[Written tasks]
A) Answer these questions using the Alphabet earnings preview:
(i) On what day and date is Alphabet scheduled to announce its Q2 results?
(ii) What operating income did the cloud-computing unit record in the quarter?
(iii) What annualized growth rate does the global cloud market estimate imply through 2026?
B) Find every line in the rows that contains the string "vegetation", treating uppercase and lowercase as different.

[Supplied passage]
* * * * *
Alphabet Q2 Earnings Preview: Cloud Computing and Youtube Will be the Key Factors in AI Revolution

Tiger Newspress2023-07-22
Analysts think the profitability of Alphabet’s cloud segment could drive an upside to consensus EPS growth, but the transition to AI-powered conversational search will disrupt its financials.

Alphabet is scheduled to announce Q2 earnings results after the market closes on Tuesday, July 25th.

Latest Results

Alphabet’s revenue rose 3% to $69.79 billion from $68 billion a year earlier, net income fell to $15.05 billion, or $1.17 per share, from $16.44 billion, or $1.23 per share.

It is finally generating a profit in its cloud-computing business. The unit recorded operating income of $191 million in the quarter, following a $706 million loss a year ago.

Q2 Guidance

The company says for 2023, they expect total capex to be modestly higher than in 2022 and they are meaningfully slowing pace of hiring in 2023.

Progress In Cloud Computing Should Propel AI Opportunities

According to an estimate provided by Alphabet, the global cloud market was worth about $505 billion in 2022. By 2026, it's expected to grow to about $1.06 trillion. That's a 20.4% annualized growth rate over that window of time.
* * * * *
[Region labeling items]
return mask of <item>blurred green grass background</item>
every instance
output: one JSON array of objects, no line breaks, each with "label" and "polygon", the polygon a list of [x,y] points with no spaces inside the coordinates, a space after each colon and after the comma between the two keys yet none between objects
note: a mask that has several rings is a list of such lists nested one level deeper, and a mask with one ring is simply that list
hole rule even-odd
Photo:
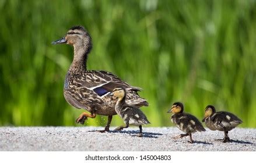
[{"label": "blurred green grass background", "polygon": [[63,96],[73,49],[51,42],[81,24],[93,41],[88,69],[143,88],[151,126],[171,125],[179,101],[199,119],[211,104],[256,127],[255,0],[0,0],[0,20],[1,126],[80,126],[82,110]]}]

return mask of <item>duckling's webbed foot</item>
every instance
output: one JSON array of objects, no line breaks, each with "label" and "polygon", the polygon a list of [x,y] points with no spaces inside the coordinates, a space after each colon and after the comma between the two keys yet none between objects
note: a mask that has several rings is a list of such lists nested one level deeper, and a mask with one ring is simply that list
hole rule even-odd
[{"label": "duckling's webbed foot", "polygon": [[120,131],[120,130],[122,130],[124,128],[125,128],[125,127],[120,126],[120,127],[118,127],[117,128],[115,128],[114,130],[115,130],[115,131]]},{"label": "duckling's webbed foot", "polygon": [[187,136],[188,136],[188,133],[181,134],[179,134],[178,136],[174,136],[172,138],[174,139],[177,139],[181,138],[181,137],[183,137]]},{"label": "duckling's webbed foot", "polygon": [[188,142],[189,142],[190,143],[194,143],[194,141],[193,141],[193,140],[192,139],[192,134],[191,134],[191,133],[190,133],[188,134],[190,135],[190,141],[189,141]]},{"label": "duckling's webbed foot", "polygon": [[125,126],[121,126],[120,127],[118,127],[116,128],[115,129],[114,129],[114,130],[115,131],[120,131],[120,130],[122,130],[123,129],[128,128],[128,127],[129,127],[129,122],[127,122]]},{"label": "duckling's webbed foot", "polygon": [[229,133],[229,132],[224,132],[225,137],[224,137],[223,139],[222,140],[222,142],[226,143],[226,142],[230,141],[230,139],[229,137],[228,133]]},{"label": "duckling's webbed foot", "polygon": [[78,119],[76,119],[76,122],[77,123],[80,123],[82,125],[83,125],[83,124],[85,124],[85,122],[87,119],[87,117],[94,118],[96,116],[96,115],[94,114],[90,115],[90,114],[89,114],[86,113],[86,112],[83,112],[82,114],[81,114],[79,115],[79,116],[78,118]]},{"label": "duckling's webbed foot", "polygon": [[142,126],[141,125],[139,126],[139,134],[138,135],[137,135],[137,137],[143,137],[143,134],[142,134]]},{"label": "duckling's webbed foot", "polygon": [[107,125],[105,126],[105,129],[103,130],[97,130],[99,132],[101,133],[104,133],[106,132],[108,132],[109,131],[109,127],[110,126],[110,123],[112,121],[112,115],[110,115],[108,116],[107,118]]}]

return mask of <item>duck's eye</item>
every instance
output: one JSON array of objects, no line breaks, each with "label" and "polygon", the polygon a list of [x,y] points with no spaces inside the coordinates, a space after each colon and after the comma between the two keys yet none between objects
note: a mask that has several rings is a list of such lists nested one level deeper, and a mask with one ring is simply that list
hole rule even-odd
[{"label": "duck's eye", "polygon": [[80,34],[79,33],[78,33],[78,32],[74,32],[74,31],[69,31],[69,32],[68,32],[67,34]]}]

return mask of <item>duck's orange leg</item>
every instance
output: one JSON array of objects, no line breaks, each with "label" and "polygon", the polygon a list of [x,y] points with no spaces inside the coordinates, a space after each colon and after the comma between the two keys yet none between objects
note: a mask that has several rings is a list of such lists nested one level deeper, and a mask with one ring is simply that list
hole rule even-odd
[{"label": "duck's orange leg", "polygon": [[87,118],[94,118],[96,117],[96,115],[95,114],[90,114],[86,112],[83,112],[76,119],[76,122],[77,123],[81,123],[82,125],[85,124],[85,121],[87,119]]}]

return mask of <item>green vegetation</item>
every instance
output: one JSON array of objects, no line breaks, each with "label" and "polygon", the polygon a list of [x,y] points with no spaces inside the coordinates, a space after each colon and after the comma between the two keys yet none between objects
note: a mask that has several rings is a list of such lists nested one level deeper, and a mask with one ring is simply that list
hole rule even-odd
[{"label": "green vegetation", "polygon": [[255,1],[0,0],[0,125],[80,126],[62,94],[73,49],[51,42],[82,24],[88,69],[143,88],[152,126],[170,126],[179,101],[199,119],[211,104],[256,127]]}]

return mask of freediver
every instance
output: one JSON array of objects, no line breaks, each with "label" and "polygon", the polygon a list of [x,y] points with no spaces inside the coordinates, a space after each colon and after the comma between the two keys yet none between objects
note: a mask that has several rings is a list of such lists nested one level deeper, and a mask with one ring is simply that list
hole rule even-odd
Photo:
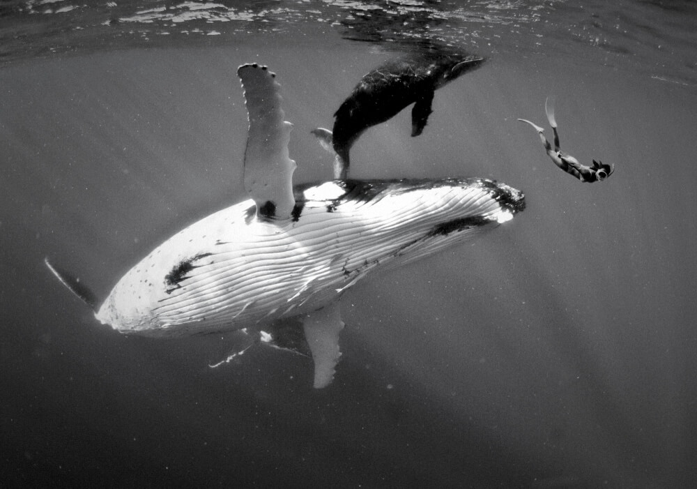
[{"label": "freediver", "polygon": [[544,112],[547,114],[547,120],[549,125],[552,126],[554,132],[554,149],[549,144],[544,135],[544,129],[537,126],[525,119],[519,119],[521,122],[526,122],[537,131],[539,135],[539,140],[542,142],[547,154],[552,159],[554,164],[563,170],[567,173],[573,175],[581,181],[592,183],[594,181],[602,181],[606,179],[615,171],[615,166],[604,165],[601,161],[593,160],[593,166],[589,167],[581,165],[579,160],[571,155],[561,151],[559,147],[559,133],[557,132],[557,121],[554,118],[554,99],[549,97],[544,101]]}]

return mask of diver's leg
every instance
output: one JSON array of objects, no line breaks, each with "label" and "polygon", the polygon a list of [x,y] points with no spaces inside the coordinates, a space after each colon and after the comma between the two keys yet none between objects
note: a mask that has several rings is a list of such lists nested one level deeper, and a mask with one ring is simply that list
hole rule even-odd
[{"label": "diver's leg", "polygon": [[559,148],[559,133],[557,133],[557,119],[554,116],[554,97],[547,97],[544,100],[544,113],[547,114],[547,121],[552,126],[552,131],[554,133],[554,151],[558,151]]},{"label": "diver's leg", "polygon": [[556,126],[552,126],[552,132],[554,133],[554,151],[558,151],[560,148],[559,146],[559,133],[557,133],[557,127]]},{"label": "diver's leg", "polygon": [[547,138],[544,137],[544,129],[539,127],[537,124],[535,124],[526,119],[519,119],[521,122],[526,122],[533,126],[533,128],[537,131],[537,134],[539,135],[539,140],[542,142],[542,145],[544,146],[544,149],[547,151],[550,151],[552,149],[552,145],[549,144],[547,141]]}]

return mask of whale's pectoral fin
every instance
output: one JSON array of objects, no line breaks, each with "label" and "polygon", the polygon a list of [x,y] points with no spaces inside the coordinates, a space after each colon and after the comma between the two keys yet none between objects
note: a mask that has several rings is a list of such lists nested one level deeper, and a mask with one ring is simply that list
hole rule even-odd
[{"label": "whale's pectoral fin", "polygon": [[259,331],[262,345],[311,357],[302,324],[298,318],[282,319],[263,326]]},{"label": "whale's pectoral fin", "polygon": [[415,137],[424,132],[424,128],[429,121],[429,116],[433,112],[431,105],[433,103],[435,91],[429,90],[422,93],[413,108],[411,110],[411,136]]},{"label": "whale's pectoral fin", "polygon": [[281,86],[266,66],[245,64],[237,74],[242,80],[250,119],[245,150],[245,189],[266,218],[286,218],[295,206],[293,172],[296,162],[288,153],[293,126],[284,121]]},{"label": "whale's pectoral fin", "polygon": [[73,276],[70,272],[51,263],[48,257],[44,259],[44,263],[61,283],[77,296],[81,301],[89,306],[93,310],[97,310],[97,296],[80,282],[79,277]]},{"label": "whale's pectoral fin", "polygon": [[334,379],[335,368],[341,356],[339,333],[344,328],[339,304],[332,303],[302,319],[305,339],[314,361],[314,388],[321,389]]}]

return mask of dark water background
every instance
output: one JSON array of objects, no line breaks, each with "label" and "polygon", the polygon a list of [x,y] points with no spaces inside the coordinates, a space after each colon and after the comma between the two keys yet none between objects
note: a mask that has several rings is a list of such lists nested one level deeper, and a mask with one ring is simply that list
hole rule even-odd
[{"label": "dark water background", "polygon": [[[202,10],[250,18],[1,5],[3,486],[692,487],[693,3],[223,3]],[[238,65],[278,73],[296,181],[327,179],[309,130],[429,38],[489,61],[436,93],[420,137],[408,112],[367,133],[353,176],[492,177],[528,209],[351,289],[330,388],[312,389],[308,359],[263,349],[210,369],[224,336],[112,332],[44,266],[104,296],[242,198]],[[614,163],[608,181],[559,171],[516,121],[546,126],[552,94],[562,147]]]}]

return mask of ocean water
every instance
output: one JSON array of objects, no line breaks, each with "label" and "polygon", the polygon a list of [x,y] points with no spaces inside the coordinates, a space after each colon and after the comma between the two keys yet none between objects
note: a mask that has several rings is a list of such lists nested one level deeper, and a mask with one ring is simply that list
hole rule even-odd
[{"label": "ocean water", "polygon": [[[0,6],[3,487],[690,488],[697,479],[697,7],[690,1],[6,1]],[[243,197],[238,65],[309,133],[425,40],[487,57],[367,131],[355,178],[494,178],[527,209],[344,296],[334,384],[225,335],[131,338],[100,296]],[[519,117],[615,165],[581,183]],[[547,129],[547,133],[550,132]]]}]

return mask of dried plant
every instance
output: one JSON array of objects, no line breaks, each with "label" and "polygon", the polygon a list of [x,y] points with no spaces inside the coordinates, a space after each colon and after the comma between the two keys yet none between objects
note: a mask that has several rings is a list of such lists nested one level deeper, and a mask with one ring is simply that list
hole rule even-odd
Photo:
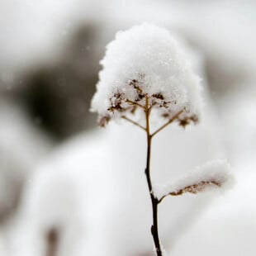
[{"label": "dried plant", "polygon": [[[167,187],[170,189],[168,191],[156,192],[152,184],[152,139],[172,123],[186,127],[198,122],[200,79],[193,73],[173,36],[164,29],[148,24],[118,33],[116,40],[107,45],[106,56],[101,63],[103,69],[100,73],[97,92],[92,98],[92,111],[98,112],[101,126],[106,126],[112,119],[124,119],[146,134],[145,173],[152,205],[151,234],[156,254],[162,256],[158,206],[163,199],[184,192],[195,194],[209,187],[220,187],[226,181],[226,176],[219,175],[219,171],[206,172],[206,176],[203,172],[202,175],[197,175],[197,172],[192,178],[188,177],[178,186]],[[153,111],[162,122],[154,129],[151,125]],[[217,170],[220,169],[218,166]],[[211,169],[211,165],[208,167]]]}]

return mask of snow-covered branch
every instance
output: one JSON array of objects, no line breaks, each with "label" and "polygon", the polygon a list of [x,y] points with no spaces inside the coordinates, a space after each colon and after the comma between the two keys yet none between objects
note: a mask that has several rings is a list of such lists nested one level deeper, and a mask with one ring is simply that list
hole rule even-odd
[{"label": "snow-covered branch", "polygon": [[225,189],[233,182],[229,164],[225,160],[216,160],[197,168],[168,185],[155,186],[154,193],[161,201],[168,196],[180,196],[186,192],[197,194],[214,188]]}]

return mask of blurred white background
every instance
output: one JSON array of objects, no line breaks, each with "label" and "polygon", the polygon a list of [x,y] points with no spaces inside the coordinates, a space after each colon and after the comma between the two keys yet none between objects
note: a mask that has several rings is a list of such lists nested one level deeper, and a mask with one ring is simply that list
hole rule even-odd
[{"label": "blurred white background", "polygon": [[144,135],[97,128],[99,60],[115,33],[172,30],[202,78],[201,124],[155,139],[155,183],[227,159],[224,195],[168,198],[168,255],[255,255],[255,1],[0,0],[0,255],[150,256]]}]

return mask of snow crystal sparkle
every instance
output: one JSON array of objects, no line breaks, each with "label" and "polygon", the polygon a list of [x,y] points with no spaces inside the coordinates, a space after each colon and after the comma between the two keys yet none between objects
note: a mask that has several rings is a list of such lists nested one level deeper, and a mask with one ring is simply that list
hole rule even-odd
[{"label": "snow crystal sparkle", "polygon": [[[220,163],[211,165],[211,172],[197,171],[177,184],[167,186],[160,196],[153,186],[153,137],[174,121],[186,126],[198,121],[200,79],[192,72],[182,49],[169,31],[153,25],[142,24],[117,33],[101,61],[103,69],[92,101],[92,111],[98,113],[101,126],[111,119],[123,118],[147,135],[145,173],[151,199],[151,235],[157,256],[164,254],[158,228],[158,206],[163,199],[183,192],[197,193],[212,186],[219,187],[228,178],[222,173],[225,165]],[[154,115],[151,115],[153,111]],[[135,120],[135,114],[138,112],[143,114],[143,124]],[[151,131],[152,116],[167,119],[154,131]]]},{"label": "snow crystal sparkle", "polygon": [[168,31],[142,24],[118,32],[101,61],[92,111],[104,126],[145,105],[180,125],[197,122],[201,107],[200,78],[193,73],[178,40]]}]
* * * * *
[Full solutions]
A)
(i) Tuesday, July 25th
(ii) $191 million
(iii) 20.4%

B)
return mask of <item>green vegetation</item>
[{"label": "green vegetation", "polygon": [[255,1],[0,0],[0,125],[80,126],[62,94],[73,49],[51,42],[82,24],[88,69],[143,88],[152,126],[170,126],[179,101],[199,119],[211,104],[256,127]]}]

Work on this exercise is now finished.